▸ WHAT YOU NEED TO DO
List every line of the records below that contains the word "house", copying each line in full. Match case.

▸ DATA TO PROCESS
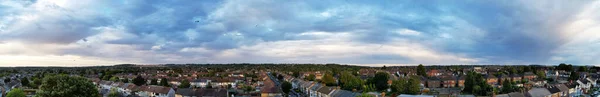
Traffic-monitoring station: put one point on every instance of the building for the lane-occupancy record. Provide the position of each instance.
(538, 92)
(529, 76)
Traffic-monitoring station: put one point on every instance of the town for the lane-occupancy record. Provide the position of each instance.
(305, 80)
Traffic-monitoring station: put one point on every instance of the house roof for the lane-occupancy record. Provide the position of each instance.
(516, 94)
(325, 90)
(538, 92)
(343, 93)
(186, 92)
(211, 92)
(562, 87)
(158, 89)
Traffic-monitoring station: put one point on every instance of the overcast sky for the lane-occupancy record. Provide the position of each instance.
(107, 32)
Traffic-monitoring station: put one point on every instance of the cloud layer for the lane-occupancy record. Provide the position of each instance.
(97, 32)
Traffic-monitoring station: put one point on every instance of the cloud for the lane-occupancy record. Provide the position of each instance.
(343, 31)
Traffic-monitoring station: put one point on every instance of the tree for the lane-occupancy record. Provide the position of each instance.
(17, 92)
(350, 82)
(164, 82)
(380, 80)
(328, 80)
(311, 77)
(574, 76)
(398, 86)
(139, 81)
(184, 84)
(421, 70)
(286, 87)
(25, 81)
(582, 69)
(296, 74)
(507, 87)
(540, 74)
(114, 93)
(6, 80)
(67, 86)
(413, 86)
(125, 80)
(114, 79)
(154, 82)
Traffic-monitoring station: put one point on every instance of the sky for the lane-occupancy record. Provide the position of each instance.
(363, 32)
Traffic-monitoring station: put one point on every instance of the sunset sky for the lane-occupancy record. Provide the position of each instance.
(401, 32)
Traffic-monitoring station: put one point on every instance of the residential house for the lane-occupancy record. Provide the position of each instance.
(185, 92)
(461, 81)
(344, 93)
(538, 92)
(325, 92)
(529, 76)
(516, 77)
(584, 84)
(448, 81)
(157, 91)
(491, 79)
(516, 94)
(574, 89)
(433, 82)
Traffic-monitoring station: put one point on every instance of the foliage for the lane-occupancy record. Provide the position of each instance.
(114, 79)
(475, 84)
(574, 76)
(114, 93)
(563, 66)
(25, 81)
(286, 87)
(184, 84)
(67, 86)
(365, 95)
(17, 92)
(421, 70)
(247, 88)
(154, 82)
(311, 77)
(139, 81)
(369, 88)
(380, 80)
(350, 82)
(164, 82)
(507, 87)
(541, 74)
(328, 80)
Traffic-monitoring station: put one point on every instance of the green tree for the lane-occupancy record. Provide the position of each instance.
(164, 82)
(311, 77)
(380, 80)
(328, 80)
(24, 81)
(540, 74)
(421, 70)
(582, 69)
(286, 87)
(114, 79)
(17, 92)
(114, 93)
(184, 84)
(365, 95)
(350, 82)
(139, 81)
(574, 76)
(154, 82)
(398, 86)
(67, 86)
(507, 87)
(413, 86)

--

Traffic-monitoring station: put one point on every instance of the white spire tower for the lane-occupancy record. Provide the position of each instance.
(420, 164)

* * *

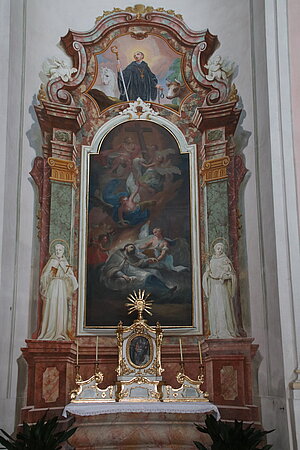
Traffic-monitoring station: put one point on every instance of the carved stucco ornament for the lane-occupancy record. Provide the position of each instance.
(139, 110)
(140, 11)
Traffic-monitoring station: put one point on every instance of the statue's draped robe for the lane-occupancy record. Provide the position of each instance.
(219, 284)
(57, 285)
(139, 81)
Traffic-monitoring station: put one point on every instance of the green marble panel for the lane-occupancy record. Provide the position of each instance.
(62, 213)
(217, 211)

▸ COMPLETED EXERCISE
Traffic-monitoring station: put one point on every instance of the house roof for the lane-occupancy record. Provide the position of each instance.
Traffic-monitoring station: put one point on every instance of the residential house for the lane-occupancy record. Provide the position of each instance.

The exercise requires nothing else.